Exercise tasks
a – From the article below on psychologists lobbying Congress, write out the part between "Psychologists hit the" and "members of Congress.", inclusive.
b – Using the article below on psychologists lobbying Congress, decide whether each statement agrees with it. Answer yes or no for each, and quote the words that settle it. (i) The lobbying visits took place on March 7. (ii) The Practice Leadership Conference runs for three days. (iii) Katherine C. Nordal is executive director for professional practice.

Provided passage
-----
Psychologists hit the halls of Congress as House begins voting on health care reform legislation

Twelve hours after members of the House of Representatives publicly released the “American Health Care Act” (AHCA), hundreds of psychologists made more than 300 lobbying visits to their members of Congress on March 7 asking them not to enact health care reform legislation that would reduce coverage for mental health and substance use treatment. Psychologists were in Washington, D.C., for the 2017 Practice Leadership Conference hosted by the APA Practice Organization and American Psychological Association. This annual conference brings together psychology leaders from across the U.S. for four days of advocacy leadership training culminating with visits to members of Congress.

“We are facing dramatic changes to health care that will impact psychologists and the patients they serve,” says Katherine C. Nordal, PhD, executive director for professional practice. “Psychologists have the opportunity — and the responsibility — to shape the future of our profession, and possibly the future of American health care.”
-----
Provided data
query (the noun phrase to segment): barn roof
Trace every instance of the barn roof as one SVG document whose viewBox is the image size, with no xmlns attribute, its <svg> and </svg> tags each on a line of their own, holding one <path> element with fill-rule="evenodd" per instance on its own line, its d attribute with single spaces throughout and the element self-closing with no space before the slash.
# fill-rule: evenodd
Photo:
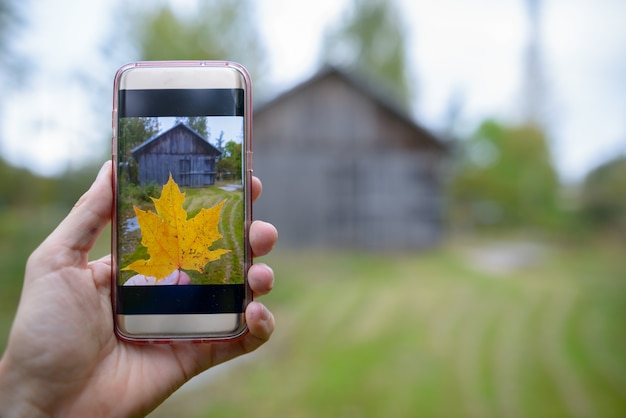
-----
Responses by item number
a –
Psychologists hit the halls of Congress as House begins voting on health care reform legislation

Twelve hours after members of the House of Representatives publicly released the “American Health Care Act” (AHCA), hundreds of psychologists made more than 300 lobbying visits to their members of Congress on March 7 asking them not to enact health care reform legislation that would reduce coverage for mental health and substance use treatment. Psychologists were in Washington, D.C., for the 2017 Practice Leadership Conference hosted by the APA Practice Organization and American Psychological Association. This annual conference brings together psychology leaders from across the U.S. for four days of advocacy leadership training culminating with visits to members of Congress.

b –
(i) Yes: "made more than 300 lobbying visits to their members of Congress on March 7"
(ii) No: "four days of advocacy leadership training"
(iii) Yes: "Katherine C. Nordal, PhD, executive director for professional practice"